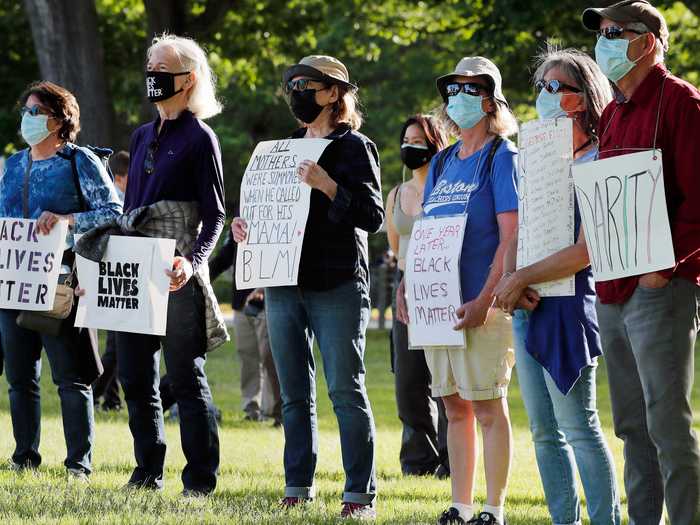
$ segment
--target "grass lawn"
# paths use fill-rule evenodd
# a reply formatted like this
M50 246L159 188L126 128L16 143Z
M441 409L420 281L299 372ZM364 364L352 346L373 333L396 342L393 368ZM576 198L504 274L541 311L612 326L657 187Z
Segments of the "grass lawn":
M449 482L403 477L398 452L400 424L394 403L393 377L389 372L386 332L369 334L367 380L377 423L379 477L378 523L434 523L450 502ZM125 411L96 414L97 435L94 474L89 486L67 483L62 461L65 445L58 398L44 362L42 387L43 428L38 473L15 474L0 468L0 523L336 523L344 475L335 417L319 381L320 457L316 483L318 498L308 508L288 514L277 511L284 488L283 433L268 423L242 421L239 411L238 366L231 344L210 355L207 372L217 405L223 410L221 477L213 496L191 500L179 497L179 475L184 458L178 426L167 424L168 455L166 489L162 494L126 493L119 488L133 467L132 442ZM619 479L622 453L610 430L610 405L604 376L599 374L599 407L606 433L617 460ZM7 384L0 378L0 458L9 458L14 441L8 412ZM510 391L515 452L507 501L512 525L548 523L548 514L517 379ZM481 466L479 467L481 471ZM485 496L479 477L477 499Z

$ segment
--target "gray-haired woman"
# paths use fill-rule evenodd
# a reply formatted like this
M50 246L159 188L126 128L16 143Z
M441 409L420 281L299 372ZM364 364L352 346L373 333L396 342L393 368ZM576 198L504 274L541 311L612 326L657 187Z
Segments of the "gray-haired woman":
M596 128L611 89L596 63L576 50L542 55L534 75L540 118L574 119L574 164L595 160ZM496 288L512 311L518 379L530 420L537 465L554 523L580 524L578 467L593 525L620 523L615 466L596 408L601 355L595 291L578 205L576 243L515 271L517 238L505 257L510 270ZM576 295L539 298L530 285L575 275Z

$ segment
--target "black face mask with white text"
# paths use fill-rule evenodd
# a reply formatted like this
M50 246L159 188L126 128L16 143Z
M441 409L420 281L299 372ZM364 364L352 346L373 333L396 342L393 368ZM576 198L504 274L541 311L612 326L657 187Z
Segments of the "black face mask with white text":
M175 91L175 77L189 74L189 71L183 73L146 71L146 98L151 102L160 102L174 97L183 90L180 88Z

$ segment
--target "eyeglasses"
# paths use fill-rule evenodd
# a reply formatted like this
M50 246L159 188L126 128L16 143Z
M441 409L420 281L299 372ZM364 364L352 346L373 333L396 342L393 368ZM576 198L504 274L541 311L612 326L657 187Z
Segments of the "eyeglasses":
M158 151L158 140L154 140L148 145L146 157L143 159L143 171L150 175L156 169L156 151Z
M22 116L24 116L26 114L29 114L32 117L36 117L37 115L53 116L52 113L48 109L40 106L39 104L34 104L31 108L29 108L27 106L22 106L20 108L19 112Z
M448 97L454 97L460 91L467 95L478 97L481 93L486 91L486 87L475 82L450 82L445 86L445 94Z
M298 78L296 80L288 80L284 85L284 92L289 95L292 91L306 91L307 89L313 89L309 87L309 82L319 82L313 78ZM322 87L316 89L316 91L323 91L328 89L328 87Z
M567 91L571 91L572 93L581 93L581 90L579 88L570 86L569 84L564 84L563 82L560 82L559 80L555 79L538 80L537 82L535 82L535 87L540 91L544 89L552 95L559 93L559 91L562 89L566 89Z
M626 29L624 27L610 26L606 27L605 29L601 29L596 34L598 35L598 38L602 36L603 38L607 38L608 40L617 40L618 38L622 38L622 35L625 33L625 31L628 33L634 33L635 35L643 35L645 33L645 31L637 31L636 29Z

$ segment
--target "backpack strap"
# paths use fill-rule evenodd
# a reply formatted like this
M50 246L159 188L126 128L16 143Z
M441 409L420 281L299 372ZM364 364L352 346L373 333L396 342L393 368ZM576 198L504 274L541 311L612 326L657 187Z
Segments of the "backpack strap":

* **TASK DETAILS**
Your task is an exact printout of the records above, with no pictures.

* **SOLUTION TO THE EXERCISE**
$ segment
--target "grass lawn"
# paths use fill-rule evenodd
# a reply formatted like this
M50 246L159 188L126 128L16 143Z
M441 409L420 281L299 372ZM364 364L352 346L373 333L396 342L393 368ZM576 198L504 274L541 311L612 326L657 187Z
Segments of the "grass lawn":
M449 482L403 477L398 452L400 424L394 403L393 377L389 372L386 332L369 334L367 380L377 423L379 477L378 523L434 523L450 502ZM125 411L96 414L97 435L94 474L89 486L67 483L62 461L65 445L58 398L44 362L42 387L43 428L38 473L15 474L0 468L0 523L336 523L344 475L335 417L319 381L320 457L316 483L318 498L308 508L288 514L277 511L284 488L283 433L268 423L242 421L239 411L238 366L231 344L210 355L207 372L217 405L223 410L221 477L213 496L191 500L179 497L179 475L184 458L178 426L167 424L168 455L166 489L162 494L126 493L119 488L133 467L132 442ZM619 479L622 453L610 430L610 405L604 376L599 374L599 407L606 433L617 460ZM7 384L0 378L0 458L9 458L14 441L8 412ZM510 391L515 452L507 501L512 525L548 523L548 514L517 379ZM481 466L479 467L481 471ZM485 496L479 477L477 499Z

$ segment
--target "gray-haired woman"
# paths use fill-rule evenodd
# a reply formatted like this
M50 246L159 188L126 128L16 143Z
M441 409L420 281L299 372ZM364 364L352 346L373 333L396 342L393 368ZM576 198L504 274L541 311L612 326L657 187Z
Segments of the "gray-haired woman":
M596 128L611 89L596 63L576 50L542 55L534 75L540 118L574 119L574 164L595 160ZM496 288L512 311L518 379L530 420L537 465L554 523L580 524L578 467L593 525L620 523L615 466L596 408L601 355L595 291L578 205L576 243L515 271L517 238L505 257L510 270ZM576 295L539 298L530 285L575 275Z

$ segment
--target "black face mask with white text"
# paths use fill-rule evenodd
# a reply formatted like this
M50 246L159 188L126 128L16 143Z
M441 409L420 281L299 372ZM364 364L352 346L373 333L396 342L393 368ZM576 198L504 274L541 311L612 326L657 187Z
Segments of the "black face mask with white text":
M175 91L175 77L189 74L189 71L183 73L146 71L146 98L151 102L160 102L174 97L183 90L180 88Z

$ segment
--target "eyeglasses"
# paths use fill-rule evenodd
# a reply formatted like this
M50 246L159 188L126 128L16 143Z
M441 409L420 281L299 372ZM364 364L352 346L373 333L396 342L393 368ZM576 198L504 274L541 311L612 326L657 187Z
Segments of the "eyeglasses":
M158 151L158 140L154 140L148 145L146 157L143 159L143 171L150 175L156 169L156 151Z
M22 116L24 116L26 114L29 114L32 117L36 117L37 115L53 116L52 113L48 109L40 106L39 104L34 104L31 108L29 108L27 106L22 106L20 108L19 112Z
M448 97L454 97L460 91L467 95L478 97L481 93L486 91L486 87L475 82L450 82L445 86L445 94Z
M298 78L296 80L288 80L284 85L284 92L289 95L292 91L306 91L307 89L313 89L309 87L309 82L319 82L313 78ZM322 87L316 89L316 91L323 91L328 89L328 87Z
M567 91L571 91L572 93L581 93L581 90L579 88L570 86L569 84L564 84L563 82L560 82L559 80L555 79L538 80L537 82L535 82L535 87L540 91L544 89L552 95L559 93L559 91L562 89L566 89Z
M626 29L624 27L610 26L606 27L605 29L601 29L596 34L598 35L598 38L602 36L603 38L607 38L608 40L617 40L618 38L622 38L622 35L625 33L625 31L628 33L634 33L635 35L643 35L645 33L645 31L637 31L636 29Z

$ segment
--target "backpack strap"
# paths use fill-rule evenodd
# a reply formatted like this
M50 246L159 188L126 128L16 143Z
M441 409L420 281L299 372ZM364 364L352 346L373 333L396 342L393 368ZM576 198L504 274L541 311L612 326L657 187Z
Segments of the "backpack strap":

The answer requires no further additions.